Natural language region descriptions:

'''

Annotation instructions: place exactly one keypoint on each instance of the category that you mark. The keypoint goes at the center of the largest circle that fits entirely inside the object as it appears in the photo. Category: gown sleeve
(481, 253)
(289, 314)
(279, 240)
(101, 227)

'''

_HOW TO COMPLETE THIS TASK_.
The answer is every entry, copied word for word.

_TASK RESULT_.
Annotation instructions: place exactly one keypoint on each instance of the category that you mark. The keypoint goes at the center of the largest circle that fits entirely inside the object as it appears in the photo. Category: gown sleeve
(481, 253)
(289, 314)
(279, 240)
(101, 227)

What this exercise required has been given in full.